● **本文抜粋**
::::::::

かざすだけで決済や鍵の開錠ができたり、さまざまな生体情報を見える化したりと、生活を便利にしてくれるウェアラブルデバイス。今回は、そんなウェアラブルデバイスのビジネスにおける活用事例を紹介します。
ウェアラブルデバイスの種類やメリット・デメリットといった基本的な内容も解説しますので、ビジネスへのウェアラブルデバイス導入をお考えの方はぜひ参考にしてください。

ウェアラブルデバイスとは

ウェアラブルデバイスとは、手首、腕、脚、頭部など、身体に装着して使用する周辺機器デバイスの一種です。
代表的なものとして、スマートウォッチやスマートグラス、VRゴーグルなどが挙げられます。近年、私たちの生活にウェアラブルデバイスが急速に浸透した背景には、端末に搭載されるセンサーやSIMカードの小型化・軽量化が進んだこと、eSIMの登場などにより、デバイスを「持ち運ぶ」だけでなく、「身に着ける」ことが可能になったという技術的な要因があります。(eSIMについてはこちらの記事「eSIMとは? 特徴・仕組みや使い方など」をご参考ください)
さらに、インターネット回線の高速化、省電力な近距離無線通信技術の発達、クラウドの普及などにより、収集できるデータの質や量が改善され、実用レベルに達したことも一因と考えられます。

ウェアラブルデバイスが注目される背景

ウェアラブルデバイスが注目される背景として、幅広い業界の業務効率化や作業品質の向上に役立っていることが挙げられます。医療や介護をはじめ、製造や物流などウェアラブルデバイスが活用されている業界はさまざまです。

たとえば、医療・介護業界では健康管理や高齢者の見守りの需要が高まっていることで、ウェアラブルデバイスの活用が注目されています。製造業界や物流業界では、ウェアラブルデバイスで在庫や従業員の稼働状況などの最適化が可能です。

また、ITツールの活用でビジネスモデルを変革し、企業の競争力を高めるDX(デジタルトランスフォーメーション)が推進されていることも、ウェアラブルデバイスが注目される背景となっています。

どんな種類がある? ウェアラブルデバイスの代表例と装着形式

ウェアラブルデバイスにはさまざまな装着形式や形状があり、タイプによって搭載する主な機能も異なります。ここでは、ウェアラブルデバイスの装着形式ごとに、代表的なデバイスや機能を紹介します。

指・腕・手首に装着するウェアラブルデバイス

指や腕、手首に装着するウェアラブルデバイスとして、スマートウォッチやスマートリング、活動量計などが挙げられます。これらのデバイスでは、装着している人の心拍数や歩数、消費カロリー、睡眠の質などの健康データの取得が可能です。また、近年では電子決済や非接触決済に対応したウェアラブルデバイスも登場しています。メールやチャットなどの通知確認や音声アシスタントによるIoT機器の操作など、スマートフォンの補助的な役割を担うデバイスとしても活用されます。

::::::::

● **課題要件**
a - 本文抜粋にある次の一文を英語に訳してください:「ウェアラブルデバイスとは、手首、腕、脚、頭部など、身体に装着して使用する周辺機器デバイスの一種です。」
b - 次の各記述が本文抜粋の内容と一致するかを、はい・いいえで判定してください。各判定には、根拠となる本文の語句をそのまま引用して添えてください。
(i) スマートリングは、指・腕・手首に装着するウェアラブルデバイスの例として挙げられている。
(ii) ウェアラブルデバイスは医療・介護業界でのみ活用されている。
(iii) eSIMの登場は、デバイスを身に着けられるようになった技術的要因の一つとされている。
c - 本文抜粋の一部を一字一句変えずに書き写してください。「また、ITツールの活用でビジ」を含む語句から始め、「デバイスや機能を紹介します。」の直後で終えること。

::::::::

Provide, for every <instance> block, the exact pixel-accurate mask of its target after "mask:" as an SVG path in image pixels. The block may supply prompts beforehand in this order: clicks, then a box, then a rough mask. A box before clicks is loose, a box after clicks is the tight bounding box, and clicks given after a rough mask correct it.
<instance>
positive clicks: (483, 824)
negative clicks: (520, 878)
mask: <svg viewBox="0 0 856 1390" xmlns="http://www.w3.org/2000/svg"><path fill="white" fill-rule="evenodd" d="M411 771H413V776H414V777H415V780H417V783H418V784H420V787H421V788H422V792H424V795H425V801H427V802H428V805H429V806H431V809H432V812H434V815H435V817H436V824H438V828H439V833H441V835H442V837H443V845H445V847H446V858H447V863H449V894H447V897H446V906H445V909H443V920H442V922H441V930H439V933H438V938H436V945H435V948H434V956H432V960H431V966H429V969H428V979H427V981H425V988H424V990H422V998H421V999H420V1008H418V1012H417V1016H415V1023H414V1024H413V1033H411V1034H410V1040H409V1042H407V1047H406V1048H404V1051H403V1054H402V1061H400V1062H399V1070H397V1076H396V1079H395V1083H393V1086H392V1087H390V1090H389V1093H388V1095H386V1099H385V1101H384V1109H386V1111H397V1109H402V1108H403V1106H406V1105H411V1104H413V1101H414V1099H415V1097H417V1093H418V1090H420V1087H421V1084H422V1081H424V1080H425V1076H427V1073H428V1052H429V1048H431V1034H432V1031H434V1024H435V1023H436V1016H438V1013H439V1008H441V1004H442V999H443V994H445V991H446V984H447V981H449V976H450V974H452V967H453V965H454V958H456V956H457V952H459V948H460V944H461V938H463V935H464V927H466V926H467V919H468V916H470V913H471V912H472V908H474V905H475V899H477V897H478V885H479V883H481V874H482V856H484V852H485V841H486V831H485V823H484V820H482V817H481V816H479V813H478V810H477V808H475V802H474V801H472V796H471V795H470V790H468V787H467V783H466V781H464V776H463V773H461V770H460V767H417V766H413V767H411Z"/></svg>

::::::::

● **解答一覧**
a - A wearable device is a type of peripheral device that is worn on the body, such as on the wrist, arm, leg, or head.

b -
(i) はい。『指や腕、手首に装着するウェアラブルデバイスとして、スマートウォッチやスマートリング、活動量計などが挙げられます』
(ii) いいえ。『医療や介護をはじめ、製造や物流などウェアラブルデバイスが活用されている業界はさまざまです』
(iii) はい。『eSIMの登場などにより、デバイスを「持ち運ぶ」だけでなく、「身に着ける」ことが可能になったという技術的な要因があります』

c -
また、ITツールの活用でビジネスモデルを変革し、企業の競争力を高めるDX(デジタルトランスフォーメーション)が推進されていることも、ウェアラブルデバイスが注目される背景となっています。

どんな種類がある? ウェアラブルデバイスの代表例と装着形式

ウェアラブルデバイスにはさまざまな装着形式や形状があり、タイプによって搭載する主な機能も異なります。ここでは、ウェアラブルデバイスの装着形式ごとに、代表的なデバイスや機能を紹介します。